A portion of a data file

>>>>>

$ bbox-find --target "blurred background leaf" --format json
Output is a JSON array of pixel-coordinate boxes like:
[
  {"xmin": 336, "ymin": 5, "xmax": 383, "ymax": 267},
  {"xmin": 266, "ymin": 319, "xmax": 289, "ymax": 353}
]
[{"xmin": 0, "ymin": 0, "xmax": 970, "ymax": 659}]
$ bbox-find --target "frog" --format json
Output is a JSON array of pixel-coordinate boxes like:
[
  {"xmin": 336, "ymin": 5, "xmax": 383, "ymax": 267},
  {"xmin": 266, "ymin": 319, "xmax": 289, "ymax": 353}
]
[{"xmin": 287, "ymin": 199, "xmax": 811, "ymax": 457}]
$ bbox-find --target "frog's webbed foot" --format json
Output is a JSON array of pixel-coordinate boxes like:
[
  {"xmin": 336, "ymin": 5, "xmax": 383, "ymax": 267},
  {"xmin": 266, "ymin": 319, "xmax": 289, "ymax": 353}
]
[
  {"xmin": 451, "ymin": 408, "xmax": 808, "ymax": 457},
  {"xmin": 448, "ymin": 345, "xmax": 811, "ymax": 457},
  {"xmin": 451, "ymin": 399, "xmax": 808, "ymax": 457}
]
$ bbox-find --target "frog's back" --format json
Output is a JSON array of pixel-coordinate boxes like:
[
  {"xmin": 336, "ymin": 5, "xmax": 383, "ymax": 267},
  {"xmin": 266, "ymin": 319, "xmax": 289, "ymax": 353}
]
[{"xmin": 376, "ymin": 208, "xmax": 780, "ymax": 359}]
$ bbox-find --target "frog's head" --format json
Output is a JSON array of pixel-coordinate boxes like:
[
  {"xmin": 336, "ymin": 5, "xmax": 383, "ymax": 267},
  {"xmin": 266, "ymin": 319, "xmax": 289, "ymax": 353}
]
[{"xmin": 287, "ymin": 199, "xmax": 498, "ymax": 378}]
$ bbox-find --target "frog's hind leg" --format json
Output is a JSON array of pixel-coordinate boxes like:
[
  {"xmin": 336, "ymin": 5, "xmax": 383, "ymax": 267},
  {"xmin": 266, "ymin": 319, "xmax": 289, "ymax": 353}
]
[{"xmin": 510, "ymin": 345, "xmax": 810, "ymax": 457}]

<<<<<
>>>>>

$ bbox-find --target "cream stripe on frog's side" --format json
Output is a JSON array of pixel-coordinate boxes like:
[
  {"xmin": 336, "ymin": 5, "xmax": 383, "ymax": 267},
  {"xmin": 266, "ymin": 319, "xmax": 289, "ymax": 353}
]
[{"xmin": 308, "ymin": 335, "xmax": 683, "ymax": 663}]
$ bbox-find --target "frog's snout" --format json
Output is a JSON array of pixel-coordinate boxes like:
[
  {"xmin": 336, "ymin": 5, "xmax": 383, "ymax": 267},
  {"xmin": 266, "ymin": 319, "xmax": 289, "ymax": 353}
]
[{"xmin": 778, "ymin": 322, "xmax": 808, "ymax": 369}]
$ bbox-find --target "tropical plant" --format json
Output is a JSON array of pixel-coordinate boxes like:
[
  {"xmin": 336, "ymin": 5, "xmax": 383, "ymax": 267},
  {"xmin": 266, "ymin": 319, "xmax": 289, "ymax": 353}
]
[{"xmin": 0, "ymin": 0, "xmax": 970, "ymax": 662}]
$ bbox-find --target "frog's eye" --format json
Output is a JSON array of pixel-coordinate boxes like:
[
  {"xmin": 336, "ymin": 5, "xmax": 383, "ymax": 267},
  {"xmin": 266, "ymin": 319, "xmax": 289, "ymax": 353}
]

<<<<<

* _Brief_:
Extract every line in the items above that contains the string "format".

* _Expected output_:
$ bbox-find --target "blurred background leaf" --format json
$ bbox-find --target "frog" --format json
$ bbox-find --target "frog's webbed foot" --format json
$ bbox-find --target "frog's back" --format json
$ bbox-find --target "frog's head" --format json
$ bbox-find --target "frog's hind leg" --format json
$ bbox-find --target "cream stripe on frog's side" --format json
$ bbox-find --target "frog's snout" --format json
$ bbox-find --target "tropical plant" --format json
$ bbox-find --target "frog's eye" --format json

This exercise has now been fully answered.